## WHAT NEEDS TO BE DONE
Starting at the line that has "Each instance of the railway" and stopping after the line that has "[(82, 379)]", write those lines out again with "railway track" changed to "train track" and nothing else altered.

##############################

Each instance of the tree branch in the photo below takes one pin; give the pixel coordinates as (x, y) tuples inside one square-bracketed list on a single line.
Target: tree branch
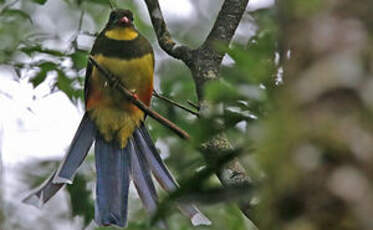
[(204, 63), (172, 102), (165, 40), (115, 83)]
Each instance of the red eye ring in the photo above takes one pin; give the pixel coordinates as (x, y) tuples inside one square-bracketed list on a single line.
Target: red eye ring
[(125, 20)]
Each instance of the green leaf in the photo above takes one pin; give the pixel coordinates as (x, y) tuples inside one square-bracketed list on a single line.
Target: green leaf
[(16, 13), (40, 2), (29, 50), (79, 59), (44, 69), (65, 84), (81, 204)]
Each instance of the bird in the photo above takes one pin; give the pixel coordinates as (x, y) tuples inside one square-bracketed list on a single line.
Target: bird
[(124, 150)]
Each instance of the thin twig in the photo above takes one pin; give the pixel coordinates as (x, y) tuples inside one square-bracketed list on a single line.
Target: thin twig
[(115, 83), (165, 40), (204, 63), (197, 107), (157, 95)]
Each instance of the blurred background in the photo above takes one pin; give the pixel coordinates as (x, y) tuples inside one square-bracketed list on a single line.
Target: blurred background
[(295, 98)]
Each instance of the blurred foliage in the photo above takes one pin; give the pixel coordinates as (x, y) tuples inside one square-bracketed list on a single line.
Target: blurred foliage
[(305, 136), (37, 56)]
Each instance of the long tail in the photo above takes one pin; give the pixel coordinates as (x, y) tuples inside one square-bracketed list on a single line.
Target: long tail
[(148, 152), (113, 169), (77, 152)]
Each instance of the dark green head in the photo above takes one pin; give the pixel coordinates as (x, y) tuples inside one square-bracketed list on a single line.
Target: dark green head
[(120, 18)]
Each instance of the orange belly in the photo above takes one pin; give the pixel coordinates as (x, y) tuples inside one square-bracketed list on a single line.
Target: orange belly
[(115, 117)]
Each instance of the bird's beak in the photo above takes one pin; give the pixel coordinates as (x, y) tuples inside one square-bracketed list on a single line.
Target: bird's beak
[(125, 20)]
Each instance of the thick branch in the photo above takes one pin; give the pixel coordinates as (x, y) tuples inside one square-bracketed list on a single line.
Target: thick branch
[(115, 83), (204, 63), (225, 25), (164, 38)]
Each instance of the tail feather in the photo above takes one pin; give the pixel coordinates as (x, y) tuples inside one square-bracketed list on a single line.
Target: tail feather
[(142, 178), (78, 150), (40, 195), (113, 168), (163, 176)]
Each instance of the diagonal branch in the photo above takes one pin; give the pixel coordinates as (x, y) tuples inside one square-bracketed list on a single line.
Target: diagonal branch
[(115, 83), (204, 63), (225, 25), (165, 40)]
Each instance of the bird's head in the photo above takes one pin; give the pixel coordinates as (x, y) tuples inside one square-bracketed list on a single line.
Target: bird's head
[(121, 18)]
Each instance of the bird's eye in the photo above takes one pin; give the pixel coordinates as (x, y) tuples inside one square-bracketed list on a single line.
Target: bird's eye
[(112, 17)]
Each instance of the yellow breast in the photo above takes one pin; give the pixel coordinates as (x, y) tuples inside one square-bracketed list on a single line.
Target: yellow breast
[(122, 34), (114, 116)]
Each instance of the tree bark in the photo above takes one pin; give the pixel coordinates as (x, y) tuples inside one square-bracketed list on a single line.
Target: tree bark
[(204, 63)]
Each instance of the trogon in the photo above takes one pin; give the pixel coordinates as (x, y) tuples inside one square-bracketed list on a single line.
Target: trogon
[(123, 148)]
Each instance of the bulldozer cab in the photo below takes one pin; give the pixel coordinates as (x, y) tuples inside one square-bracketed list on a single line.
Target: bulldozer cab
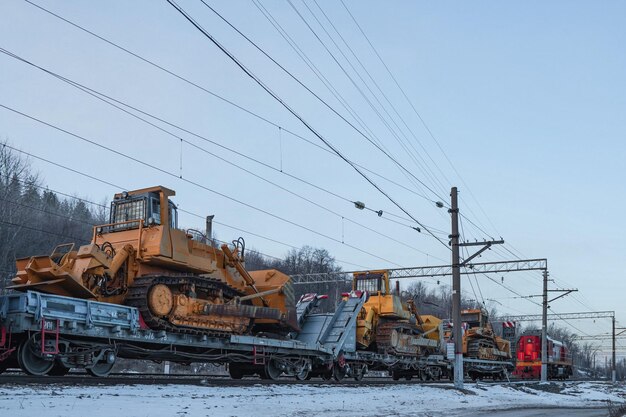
[(371, 281), (475, 318), (148, 205)]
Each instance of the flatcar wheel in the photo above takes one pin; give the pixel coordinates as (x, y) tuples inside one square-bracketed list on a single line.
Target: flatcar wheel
[(29, 361), (100, 369), (272, 371), (58, 370), (303, 375), (339, 372), (235, 371)]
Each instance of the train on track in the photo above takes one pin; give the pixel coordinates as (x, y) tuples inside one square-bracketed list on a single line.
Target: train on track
[(144, 289), (528, 364)]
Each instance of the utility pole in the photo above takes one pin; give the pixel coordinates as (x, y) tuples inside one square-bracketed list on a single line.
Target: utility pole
[(614, 367), (456, 291), (544, 329)]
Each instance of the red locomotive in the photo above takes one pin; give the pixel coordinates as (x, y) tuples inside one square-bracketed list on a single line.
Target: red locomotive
[(528, 364)]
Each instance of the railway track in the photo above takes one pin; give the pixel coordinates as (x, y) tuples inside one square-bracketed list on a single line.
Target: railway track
[(82, 379)]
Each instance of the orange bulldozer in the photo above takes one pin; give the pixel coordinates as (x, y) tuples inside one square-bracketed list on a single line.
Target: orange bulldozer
[(177, 279)]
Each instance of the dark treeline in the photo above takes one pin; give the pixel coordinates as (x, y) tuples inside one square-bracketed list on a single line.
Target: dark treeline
[(33, 220)]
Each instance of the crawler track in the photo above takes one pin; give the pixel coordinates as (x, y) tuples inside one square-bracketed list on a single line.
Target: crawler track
[(138, 297)]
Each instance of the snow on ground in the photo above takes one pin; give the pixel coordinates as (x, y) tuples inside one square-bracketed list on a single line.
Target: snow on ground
[(298, 400)]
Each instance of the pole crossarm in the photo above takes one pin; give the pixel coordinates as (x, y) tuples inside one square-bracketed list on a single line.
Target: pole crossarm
[(430, 271), (565, 292), (563, 316), (600, 337), (485, 245)]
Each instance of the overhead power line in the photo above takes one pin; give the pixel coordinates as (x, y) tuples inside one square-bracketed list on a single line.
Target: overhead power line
[(103, 97), (163, 171), (425, 169), (217, 96), (321, 100), (295, 114)]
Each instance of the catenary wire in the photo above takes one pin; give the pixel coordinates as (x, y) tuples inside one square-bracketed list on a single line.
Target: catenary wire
[(295, 114)]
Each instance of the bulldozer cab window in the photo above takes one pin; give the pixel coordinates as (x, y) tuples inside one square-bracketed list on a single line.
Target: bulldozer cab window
[(371, 284), (127, 210), (173, 214), (155, 210)]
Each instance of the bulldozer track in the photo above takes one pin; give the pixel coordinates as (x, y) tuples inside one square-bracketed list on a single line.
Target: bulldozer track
[(383, 337), (138, 297)]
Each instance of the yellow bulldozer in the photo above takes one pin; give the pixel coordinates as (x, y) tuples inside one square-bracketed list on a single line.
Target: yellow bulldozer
[(177, 281), (479, 339), (387, 325)]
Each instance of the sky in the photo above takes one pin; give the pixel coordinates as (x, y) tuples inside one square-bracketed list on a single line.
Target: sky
[(519, 105)]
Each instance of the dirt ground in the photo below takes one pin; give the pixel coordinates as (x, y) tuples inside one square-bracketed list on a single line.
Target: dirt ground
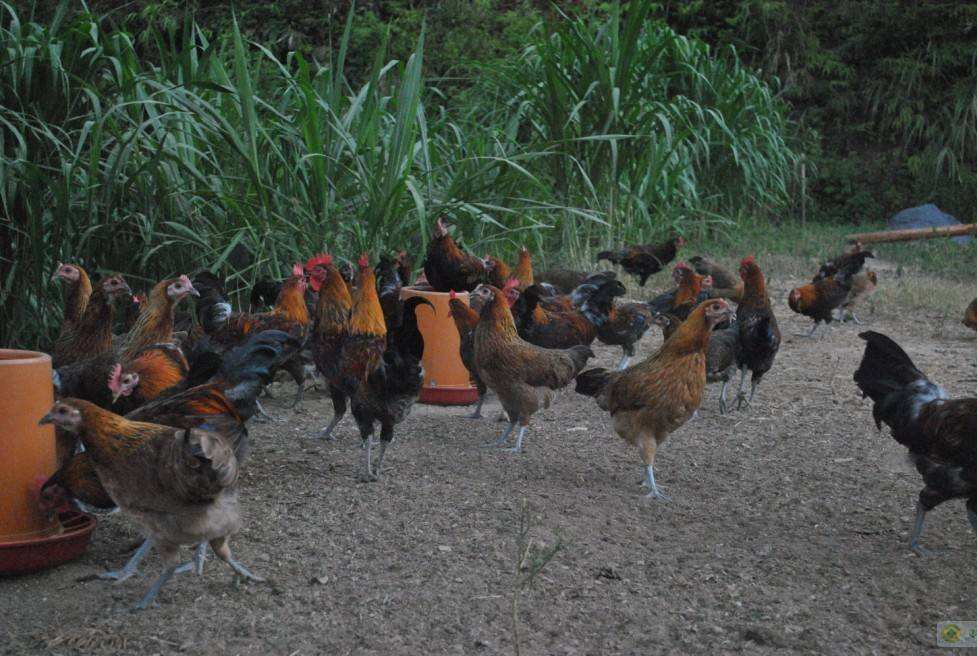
[(787, 532)]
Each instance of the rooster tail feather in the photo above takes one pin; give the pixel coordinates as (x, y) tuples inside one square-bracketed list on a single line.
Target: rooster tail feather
[(592, 381), (888, 376)]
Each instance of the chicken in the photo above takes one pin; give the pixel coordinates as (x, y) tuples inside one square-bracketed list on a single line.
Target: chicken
[(290, 315), (644, 261), (242, 374), (655, 397), (724, 284), (447, 267), (498, 272), (524, 269), (513, 368), (154, 371), (466, 318), (680, 302), (392, 386), (179, 484), (92, 336), (78, 289), (759, 334), (561, 327), (330, 330), (155, 322), (970, 315), (721, 358), (863, 285), (851, 261), (938, 431), (820, 300), (564, 280)]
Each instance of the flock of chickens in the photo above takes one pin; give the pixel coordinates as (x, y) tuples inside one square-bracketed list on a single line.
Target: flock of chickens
[(154, 403)]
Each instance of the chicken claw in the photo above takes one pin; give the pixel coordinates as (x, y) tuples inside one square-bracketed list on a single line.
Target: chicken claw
[(502, 439)]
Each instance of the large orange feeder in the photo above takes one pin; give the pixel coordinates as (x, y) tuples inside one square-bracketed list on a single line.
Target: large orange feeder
[(446, 380), (27, 452)]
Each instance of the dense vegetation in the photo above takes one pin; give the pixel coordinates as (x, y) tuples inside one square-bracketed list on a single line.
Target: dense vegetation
[(177, 149)]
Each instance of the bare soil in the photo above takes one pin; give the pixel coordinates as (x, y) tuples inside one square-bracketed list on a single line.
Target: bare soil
[(787, 533)]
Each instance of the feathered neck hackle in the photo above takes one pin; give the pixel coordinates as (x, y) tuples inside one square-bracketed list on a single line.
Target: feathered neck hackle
[(155, 323), (367, 314), (108, 435), (754, 285), (77, 295), (497, 315), (691, 336), (290, 303), (524, 268)]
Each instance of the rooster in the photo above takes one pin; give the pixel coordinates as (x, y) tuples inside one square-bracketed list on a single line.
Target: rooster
[(330, 330), (497, 271), (514, 368), (447, 267), (938, 431), (970, 315), (155, 322), (850, 261), (92, 335), (290, 315), (863, 286), (759, 334), (180, 485), (644, 261), (655, 397), (524, 269)]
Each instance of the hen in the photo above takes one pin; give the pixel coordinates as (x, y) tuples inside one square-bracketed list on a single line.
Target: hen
[(179, 484), (644, 261), (330, 330), (466, 318), (970, 315), (759, 334), (938, 431), (513, 368), (92, 335), (655, 397), (447, 267), (78, 289)]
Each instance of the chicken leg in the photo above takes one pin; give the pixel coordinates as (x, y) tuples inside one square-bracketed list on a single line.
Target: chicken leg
[(740, 395), (518, 447), (917, 531), (131, 566)]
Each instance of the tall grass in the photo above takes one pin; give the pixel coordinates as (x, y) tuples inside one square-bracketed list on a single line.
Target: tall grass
[(215, 153)]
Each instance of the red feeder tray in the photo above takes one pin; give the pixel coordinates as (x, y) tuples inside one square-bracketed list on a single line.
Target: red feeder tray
[(36, 554)]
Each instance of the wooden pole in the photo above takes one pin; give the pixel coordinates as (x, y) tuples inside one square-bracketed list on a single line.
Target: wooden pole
[(913, 234)]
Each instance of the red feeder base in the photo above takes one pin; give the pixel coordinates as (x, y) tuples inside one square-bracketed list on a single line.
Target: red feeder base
[(448, 395), (27, 556)]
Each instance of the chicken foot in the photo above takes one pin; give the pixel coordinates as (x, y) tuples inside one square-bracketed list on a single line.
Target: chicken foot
[(503, 438), (132, 565), (917, 531)]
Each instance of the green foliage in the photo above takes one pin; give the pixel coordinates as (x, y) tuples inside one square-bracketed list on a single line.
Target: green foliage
[(176, 151)]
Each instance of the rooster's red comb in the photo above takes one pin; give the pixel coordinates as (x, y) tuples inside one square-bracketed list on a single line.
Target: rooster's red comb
[(322, 259)]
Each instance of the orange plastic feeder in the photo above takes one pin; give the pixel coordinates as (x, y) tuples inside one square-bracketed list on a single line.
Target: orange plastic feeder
[(446, 380), (29, 539)]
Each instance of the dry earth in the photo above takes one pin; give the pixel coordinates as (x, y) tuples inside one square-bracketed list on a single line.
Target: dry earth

##############################

## REPLY
Each instance of the train track in the photo above takes one pin; give the pixel coordinates as (x, y) tuples inside one square-bracketed list on a single line.
Target: train track
[(82, 379)]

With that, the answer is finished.